§ ASSIGNMENT
Rewrite the items from their start up to and including the line with "56L34 53L29 56L37", changing every "rough" to "coarse" and keeping everything else the same. Omit the pictures from your answer.

[Stored items]
============================================================

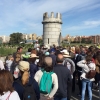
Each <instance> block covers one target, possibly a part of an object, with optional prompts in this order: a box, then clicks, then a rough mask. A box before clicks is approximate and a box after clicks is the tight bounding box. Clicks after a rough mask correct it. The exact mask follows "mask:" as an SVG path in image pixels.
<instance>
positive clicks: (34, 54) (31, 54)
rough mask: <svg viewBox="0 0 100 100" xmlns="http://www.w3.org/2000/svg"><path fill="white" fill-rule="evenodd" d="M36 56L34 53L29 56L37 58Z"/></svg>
mask: <svg viewBox="0 0 100 100" xmlns="http://www.w3.org/2000/svg"><path fill="white" fill-rule="evenodd" d="M37 57H38V56H36V54H31V55H30V58H37Z"/></svg>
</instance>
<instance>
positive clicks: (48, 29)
mask: <svg viewBox="0 0 100 100" xmlns="http://www.w3.org/2000/svg"><path fill="white" fill-rule="evenodd" d="M42 24H43V43H44V45H48V46H51V45H53V44H55V45H56V46H59V45H60V43H61V25H62V20H61V14H60V13H57V14H56V17H55V16H54V13H53V12H51V15H50V16H48V13H47V12H46V13H44V14H43V21H42Z"/></svg>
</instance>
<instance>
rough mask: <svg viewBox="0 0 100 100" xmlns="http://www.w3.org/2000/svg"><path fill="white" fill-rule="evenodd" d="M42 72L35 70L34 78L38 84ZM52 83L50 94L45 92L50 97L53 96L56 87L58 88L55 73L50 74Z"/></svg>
mask: <svg viewBox="0 0 100 100" xmlns="http://www.w3.org/2000/svg"><path fill="white" fill-rule="evenodd" d="M42 75H43V72H42V71H41V70H39V71H37V72H36V74H35V76H34V79H35V80H36V81H37V82H38V84H40V81H41V78H42ZM51 76H52V82H53V83H52V84H53V88H52V90H51V92H50V94H47V95H48V96H49V97H50V98H52V97H53V96H54V94H55V93H56V91H57V89H58V78H57V75H56V74H55V73H53V74H52V75H51Z"/></svg>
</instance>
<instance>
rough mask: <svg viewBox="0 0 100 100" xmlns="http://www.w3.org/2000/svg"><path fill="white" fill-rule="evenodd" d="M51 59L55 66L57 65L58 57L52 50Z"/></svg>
mask: <svg viewBox="0 0 100 100" xmlns="http://www.w3.org/2000/svg"><path fill="white" fill-rule="evenodd" d="M50 57H51V58H52V61H53V66H55V64H56V55H55V50H53V49H52V50H50Z"/></svg>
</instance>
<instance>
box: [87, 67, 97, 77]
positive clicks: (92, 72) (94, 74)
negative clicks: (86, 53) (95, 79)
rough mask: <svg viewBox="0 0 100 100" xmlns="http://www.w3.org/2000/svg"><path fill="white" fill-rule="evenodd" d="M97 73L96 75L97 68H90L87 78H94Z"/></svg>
mask: <svg viewBox="0 0 100 100" xmlns="http://www.w3.org/2000/svg"><path fill="white" fill-rule="evenodd" d="M87 66H88V65H87ZM95 75H96V70H90V71H89V72H87V73H86V78H89V79H91V78H94V77H95Z"/></svg>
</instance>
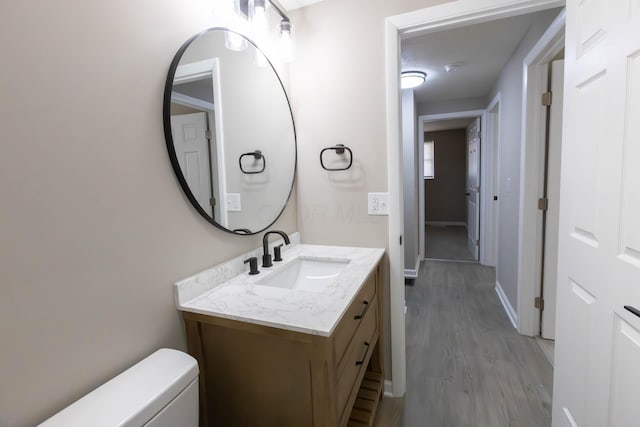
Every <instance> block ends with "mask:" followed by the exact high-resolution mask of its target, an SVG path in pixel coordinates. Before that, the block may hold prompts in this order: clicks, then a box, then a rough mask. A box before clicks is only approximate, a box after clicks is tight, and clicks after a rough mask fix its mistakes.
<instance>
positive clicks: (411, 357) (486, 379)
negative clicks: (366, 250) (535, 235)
mask: <svg viewBox="0 0 640 427" xmlns="http://www.w3.org/2000/svg"><path fill="white" fill-rule="evenodd" d="M494 285H495V275H494V270H493V269H492V268H487V267H483V266H481V265H479V264H474V263H455V262H442V261H426V262H425V263H423V265H422V267H421V271H420V276H419V278H418V280H417V281H416V284H415V286H412V287H407V288H406V301H407V308H408V311H407V329H406V333H407V393H406V396H405V398H404V399H390V398H385V399H384V400H383V402H382V404H381V406H380V409H379V411H378V416H377V418H376V423H375V426H377V427H382V426H385V427H386V426H405V427H421V426H434V427H465V426H469V427H471V426H473V427H508V426H514V427H528V426H536V427H537V426H545V427H547V426H549V425H551V390H552V381H553V379H552V377H553V373H552V368H551V365H550V364H549V362H548V361H547V358H546V357H545V355H544V354H543V352H542V350H541V349H540V347H539V345H538V344H537V343H536V341H535V339H533V338H528V337H524V336H521V335H519V334H518V333H517V332H516V331H515V329H513V326H512V325H511V323H510V322H509V320H508V318H507V316H506V314H505V313H504V311H503V308H502V306H501V305H500V303H499V302H498V298H497V296H496V294H495V290H494Z"/></svg>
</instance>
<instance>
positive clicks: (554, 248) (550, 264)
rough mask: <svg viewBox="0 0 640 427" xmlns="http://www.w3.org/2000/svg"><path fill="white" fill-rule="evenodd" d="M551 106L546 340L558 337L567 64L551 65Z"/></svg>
mask: <svg viewBox="0 0 640 427" xmlns="http://www.w3.org/2000/svg"><path fill="white" fill-rule="evenodd" d="M550 74H551V75H550V79H551V93H552V103H551V107H550V108H549V142H548V145H547V167H546V169H547V176H546V180H547V184H546V194H545V197H546V199H547V200H548V209H547V211H546V212H545V227H544V235H545V236H544V259H543V260H542V262H543V263H544V264H543V267H544V268H543V271H544V275H543V277H542V292H543V294H542V297H543V299H544V309H543V310H542V324H541V325H540V334H541V335H542V338H544V339H550V340H553V339H555V337H556V294H557V293H558V284H557V282H556V279H557V277H558V217H559V215H560V156H561V150H562V102H563V98H564V95H563V93H564V90H563V89H564V83H563V80H564V61H563V60H560V61H553V62H552V63H551V73H550Z"/></svg>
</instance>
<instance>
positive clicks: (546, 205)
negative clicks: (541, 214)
mask: <svg viewBox="0 0 640 427" xmlns="http://www.w3.org/2000/svg"><path fill="white" fill-rule="evenodd" d="M538 209H540V210H541V211H546V210H547V209H549V199H547V198H546V197H541V198H539V199H538Z"/></svg>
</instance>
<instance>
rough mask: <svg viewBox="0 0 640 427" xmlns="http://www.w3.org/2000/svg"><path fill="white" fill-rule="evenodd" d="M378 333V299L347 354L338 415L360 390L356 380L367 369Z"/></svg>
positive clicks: (338, 386) (339, 385)
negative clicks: (347, 401)
mask: <svg viewBox="0 0 640 427" xmlns="http://www.w3.org/2000/svg"><path fill="white" fill-rule="evenodd" d="M377 331H378V307H377V299H375V298H374V299H373V301H372V302H371V308H369V310H367V313H366V314H365V317H364V319H362V325H361V326H360V328H358V331H357V332H356V335H355V337H354V338H353V340H352V341H351V343H350V345H349V347H348V348H347V351H346V352H345V359H344V366H343V369H342V372H341V373H340V374H339V377H338V414H343V413H344V411H345V405H346V403H347V401H348V400H349V396H350V395H351V393H352V391H353V390H354V389H357V388H358V386H359V384H356V380H357V378H358V375H359V373H360V371H363V370H366V369H367V363H368V361H369V358H370V357H371V354H372V353H373V351H374V348H375V346H376V343H375V342H373V340H374V338H375V337H376V336H377V335H376V333H377ZM341 418H342V417H341Z"/></svg>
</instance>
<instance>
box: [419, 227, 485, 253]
mask: <svg viewBox="0 0 640 427" xmlns="http://www.w3.org/2000/svg"><path fill="white" fill-rule="evenodd" d="M425 235H426V237H425V257H426V258H428V259H446V260H455V261H476V259H475V258H474V257H473V255H472V254H471V252H470V251H469V248H468V246H467V228H466V227H464V226H461V225H447V226H432V225H427V227H426V229H425Z"/></svg>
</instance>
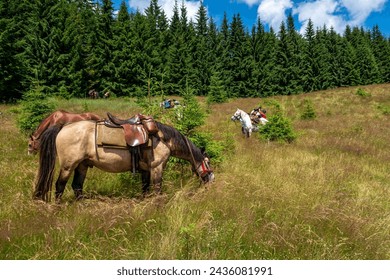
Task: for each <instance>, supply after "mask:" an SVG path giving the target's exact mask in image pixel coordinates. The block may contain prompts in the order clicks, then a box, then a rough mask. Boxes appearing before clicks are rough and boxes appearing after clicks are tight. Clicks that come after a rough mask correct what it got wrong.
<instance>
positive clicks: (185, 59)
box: [0, 0, 390, 102]
mask: <svg viewBox="0 0 390 280" xmlns="http://www.w3.org/2000/svg"><path fill="white" fill-rule="evenodd" d="M0 34H1V36H0V100H1V101H2V102H9V101H17V100H19V99H21V98H23V95H24V94H25V93H27V92H31V91H35V90H37V89H39V91H40V92H42V93H44V94H45V95H47V96H61V97H65V98H67V99H68V98H72V97H77V98H83V97H86V96H87V93H88V91H89V90H91V89H94V90H96V91H98V92H105V91H109V92H111V93H112V94H113V95H115V96H118V97H121V96H126V97H139V96H145V95H146V94H148V92H149V93H151V94H152V95H158V96H159V95H162V96H165V95H180V94H181V93H182V92H183V91H184V90H186V89H188V88H190V89H191V90H192V91H193V92H194V94H196V95H199V96H208V95H212V94H221V92H222V93H223V96H218V97H217V98H216V99H217V100H218V99H221V100H224V99H225V98H231V97H267V96H273V95H292V94H297V93H301V92H311V91H316V90H324V89H329V88H335V87H343V86H356V85H368V84H376V83H388V82H390V38H387V37H386V36H384V35H383V34H382V33H381V30H380V27H379V26H374V27H373V28H372V29H365V28H363V27H359V26H346V28H345V31H344V32H343V34H339V33H337V32H336V31H335V30H333V28H332V27H328V26H323V27H321V28H315V27H314V25H313V23H312V22H311V21H309V23H308V25H307V27H306V30H305V32H304V34H301V33H299V32H298V31H297V28H296V26H295V24H294V19H293V17H292V16H291V15H289V16H288V18H287V20H286V21H285V22H282V23H281V25H280V27H279V28H278V30H274V29H272V28H270V29H269V30H268V29H266V28H265V27H264V25H263V24H262V21H261V18H259V19H258V21H257V23H256V24H255V25H254V26H253V27H252V28H250V29H249V28H248V27H245V26H244V24H243V21H242V19H241V17H240V14H236V15H234V16H233V17H232V18H228V17H227V16H226V14H225V16H224V18H223V20H222V21H221V24H217V23H216V22H215V21H214V19H213V18H211V17H209V16H208V15H207V9H206V7H205V6H204V5H203V4H202V5H201V6H200V8H199V9H198V11H197V14H196V17H195V19H193V20H191V19H190V18H189V17H188V15H187V10H186V7H185V5H184V3H183V2H182V1H180V0H178V1H177V2H176V5H175V7H174V11H173V16H172V17H171V18H168V17H167V16H166V14H165V13H164V11H163V10H162V9H161V7H160V6H159V5H158V1H157V0H151V1H150V4H149V6H148V8H147V9H146V10H145V12H142V13H141V12H140V11H137V12H134V11H132V12H130V11H129V9H128V7H127V6H126V2H125V1H122V4H121V6H120V9H119V11H114V7H113V2H112V1H111V0H100V1H91V0H34V1H30V0H1V1H0ZM216 88H217V89H220V90H215V89H216Z"/></svg>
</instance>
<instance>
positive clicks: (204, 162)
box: [196, 154, 215, 183]
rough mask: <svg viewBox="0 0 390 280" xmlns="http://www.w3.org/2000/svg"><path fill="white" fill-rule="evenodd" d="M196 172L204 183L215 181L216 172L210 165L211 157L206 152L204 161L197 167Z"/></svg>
mask: <svg viewBox="0 0 390 280" xmlns="http://www.w3.org/2000/svg"><path fill="white" fill-rule="evenodd" d="M196 173H197V174H198V175H199V177H200V178H201V179H202V181H203V183H208V182H212V181H214V179H215V176H214V172H213V170H212V169H211V167H210V159H209V158H208V156H207V155H206V154H204V158H203V161H202V162H201V163H200V164H199V165H198V167H197V168H196Z"/></svg>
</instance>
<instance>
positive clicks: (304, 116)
mask: <svg viewBox="0 0 390 280" xmlns="http://www.w3.org/2000/svg"><path fill="white" fill-rule="evenodd" d="M316 117H317V114H316V112H315V110H314V107H313V103H312V102H311V100H309V99H304V100H303V112H302V114H301V119H302V120H314V119H315V118H316Z"/></svg>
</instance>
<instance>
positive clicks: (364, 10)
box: [340, 0, 387, 25]
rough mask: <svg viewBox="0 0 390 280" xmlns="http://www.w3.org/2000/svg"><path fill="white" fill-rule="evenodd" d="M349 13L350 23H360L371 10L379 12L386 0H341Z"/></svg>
mask: <svg viewBox="0 0 390 280" xmlns="http://www.w3.org/2000/svg"><path fill="white" fill-rule="evenodd" d="M340 2H341V3H340V4H341V5H343V6H344V7H345V8H346V9H347V10H348V11H349V13H350V15H351V18H352V20H351V22H352V23H353V24H352V25H361V24H362V23H364V22H365V20H366V19H367V17H368V16H369V15H370V14H371V13H372V12H379V11H381V10H382V9H383V7H384V5H385V3H386V2H387V0H369V1H367V0H341V1H340Z"/></svg>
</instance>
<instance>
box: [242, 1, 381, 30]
mask: <svg viewBox="0 0 390 280" xmlns="http://www.w3.org/2000/svg"><path fill="white" fill-rule="evenodd" d="M240 1H241V2H245V3H246V4H248V5H249V6H251V5H254V4H256V3H257V2H258V3H259V7H258V10H257V14H258V16H259V17H260V19H261V20H262V21H263V22H265V23H266V24H268V25H270V26H272V27H273V28H274V29H276V30H278V29H279V27H280V23H281V22H282V21H284V20H286V11H287V10H288V9H292V11H293V13H294V14H295V15H297V17H298V20H299V22H300V23H301V25H302V27H301V33H303V32H304V30H305V28H306V25H307V22H308V20H309V18H310V19H311V20H312V21H313V24H314V26H315V27H322V26H324V25H326V26H327V27H328V28H330V27H331V26H332V27H333V28H334V29H335V30H336V31H337V32H339V33H342V32H343V31H344V30H345V26H346V25H350V26H361V25H364V22H365V21H366V19H367V18H368V16H369V15H370V14H371V13H373V12H379V11H381V10H382V9H383V8H384V5H385V3H386V2H387V1H388V0H294V1H293V0H259V1H257V0H240Z"/></svg>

============================================================

§ SOLUTION
Each <instance> block covers one target, possibly a part of an object, with optional prompts in this order: a box, then clicks, then a coarse mask. A box before clicks is approximate and a box after clicks is the tight bounding box. Clicks after a coarse mask correct it. The exact mask follows "mask:" as an SVG path in image pixels.
<instance>
positive clicks: (34, 54) (31, 54)
coarse mask: <svg viewBox="0 0 100 100" xmlns="http://www.w3.org/2000/svg"><path fill="white" fill-rule="evenodd" d="M36 56L34 53L29 56L37 58Z"/></svg>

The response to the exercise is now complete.